> [TASK OBJECTIVE]: Leave the images out, and otherwise write out each entry exactly.

> [EXTRACTED INFORMATION]:
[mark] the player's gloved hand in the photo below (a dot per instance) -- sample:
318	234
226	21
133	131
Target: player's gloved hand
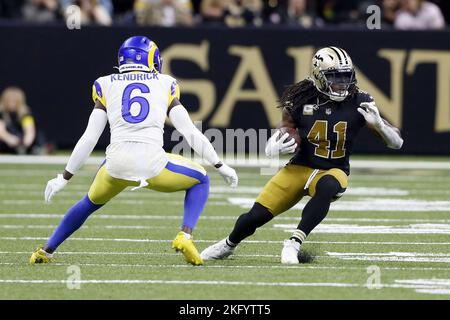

> [RESULT]:
[mark] the player's gloved hand in the photo below (a dot per instance) -- sample:
318	234
226	21
133	131
Target: player's gloved hand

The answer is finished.